» **Texte du document**:
┌──

Peut-être certains psy pourraient-ils y reconnaître l’homosexualité ou la bisexualité latentes qui traversent plus ou moins fortement et longuement toute adolescence et sa conversion naturelle en hétérosexualité ? C’est ce que j’ai cru aussi. C’est ce qu’une partie de moi a voulu, c’est ce que j’ai fait. Mais est-ce que cela correspondait à qui j’étais ? Probablement pas, puisqu’aujourd’hui, je reviens là-dessus.

Depuis, j’ai vécu, j’ai muri, grandi en « taille et en sagesse ». Pas la taille du corps, mais j’ai grandi en épaisseur humaine, avec de multiples expériences qui chacune apporte patiemment son lot d’enseignements et de repères. J’ai grandi aussi en sagesse, quoique parfois j’en doute, mais c’est bien le privilège de la maturation, du temps et du long cheminement spirituel, qui m’amènent à l’acceptation de qui je suis et, curieusement, me ramènent aux premières années de l’affirmation de mon être, celles des intuitions fulgurantes, des grands émois et des choix que j’avais reniés.

└──

» **Vos tâches**:
[1] Redonnez sans la moindre modification le passage du témoignage sur l'identité allant de « Depuis, j’ai vécu, j’ai » jusqu'à « que j’avais reniés. ».
[2] Écrivez la suite du témoignage sur l'identité à partir de sa dernière phrase.

» **Liste des items**:

┌──

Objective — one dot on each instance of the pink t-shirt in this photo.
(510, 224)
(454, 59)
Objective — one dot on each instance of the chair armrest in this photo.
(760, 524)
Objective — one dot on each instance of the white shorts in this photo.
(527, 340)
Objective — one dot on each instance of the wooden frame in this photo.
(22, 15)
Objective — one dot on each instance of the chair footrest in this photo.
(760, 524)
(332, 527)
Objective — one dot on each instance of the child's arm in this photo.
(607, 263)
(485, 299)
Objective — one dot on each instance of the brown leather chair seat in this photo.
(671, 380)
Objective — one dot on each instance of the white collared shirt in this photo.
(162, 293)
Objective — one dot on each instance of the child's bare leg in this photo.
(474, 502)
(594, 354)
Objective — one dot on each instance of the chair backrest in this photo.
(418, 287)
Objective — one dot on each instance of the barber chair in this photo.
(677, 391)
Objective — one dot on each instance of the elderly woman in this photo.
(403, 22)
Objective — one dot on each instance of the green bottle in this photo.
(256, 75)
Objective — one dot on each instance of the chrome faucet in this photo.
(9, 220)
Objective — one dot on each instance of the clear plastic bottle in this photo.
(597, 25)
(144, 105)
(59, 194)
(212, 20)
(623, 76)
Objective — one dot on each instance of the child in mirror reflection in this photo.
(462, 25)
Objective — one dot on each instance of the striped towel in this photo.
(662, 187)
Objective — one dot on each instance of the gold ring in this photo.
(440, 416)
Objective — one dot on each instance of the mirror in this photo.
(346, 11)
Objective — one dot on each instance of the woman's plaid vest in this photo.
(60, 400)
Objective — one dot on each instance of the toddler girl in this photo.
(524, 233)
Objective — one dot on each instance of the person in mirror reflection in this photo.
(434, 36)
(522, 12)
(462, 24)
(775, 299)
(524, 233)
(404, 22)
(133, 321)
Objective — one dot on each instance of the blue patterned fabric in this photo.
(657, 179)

└──

» **Résultats par tâche**:
[1]
Depuis, j’ai vécu, j’ai muri, grandi en « taille et en sagesse ». Pas la taille du corps, mais j’ai grandi en épaisseur humaine, avec de multiples expériences qui chacune apporte patiemment son lot d’enseignements et de repères. J’ai grandi aussi en sagesse, quoique parfois j’en doute, mais c’est bien le privilège de la maturation, du temps et du long cheminement spirituel, qui m’amènent à l’acceptation de qui je suis et, curieusement, me ramènent aux premières années de l’affirmation de mon être, celles des intuitions fulgurantes, des grands émois et des choix que j’avais reniés.

[2]
Aujourd’hui, je sais que toute relation est sexuée. Pas forcément sexuelle mais sexuée. Je sais, je comprends, je compatis et j’accepte pour moi-même que tout être homosensible est un être blessé qui appelle la tendresse qu’il n’a pas reçue à un moment ou à un autre, quelle qu’en soit la raison. Au demeurant, il ne faut pas exagérer cette blessure. Je connais des hétéros bien mal en point, bien blessés par des blessures d’amour. De là, mon questionnement dubitatif sur les théories d’incomplétude et de plénitude de l’identité que l’on voit ici ou là concernant la gente homosexuelle. Ca semble parfois pertinent, mais cela ne l’est visiblement pas à chaque coup.

La question reste donc complexe, et d’autant plus que toutes ces théories qui circulent sur l’origine de l’homosexualité sont déroutantes pour nombre de personnes qui aimeraient comprendre ce qui « cloche » en elles dans l’espoir de pouvoir le résoudre. Et si rien ne clochait, en fait ? C’est si dur que ça, de faire cette hypothèse ? Il y a des gens qui sont gauchers ou dyslexiques ou dys-autre-chose, il y en a qui sont albinos, il y en a qui ont un pied-bot ou une tâche de vin… Leur conteste-t-on d’être pleinement humains et cherche-t-on à les rendre autres que ce qu’ils sont ? Qu’on ait essayé, je ne dis pas, mais, aujourd’hui, il semble bien qu’on admette ces différences sans dire qu’ils ne sont pas « complets » au regard des conventions anthropologiques du moment.

Donc, toute relation est sexuée et pas forcément sexuelle.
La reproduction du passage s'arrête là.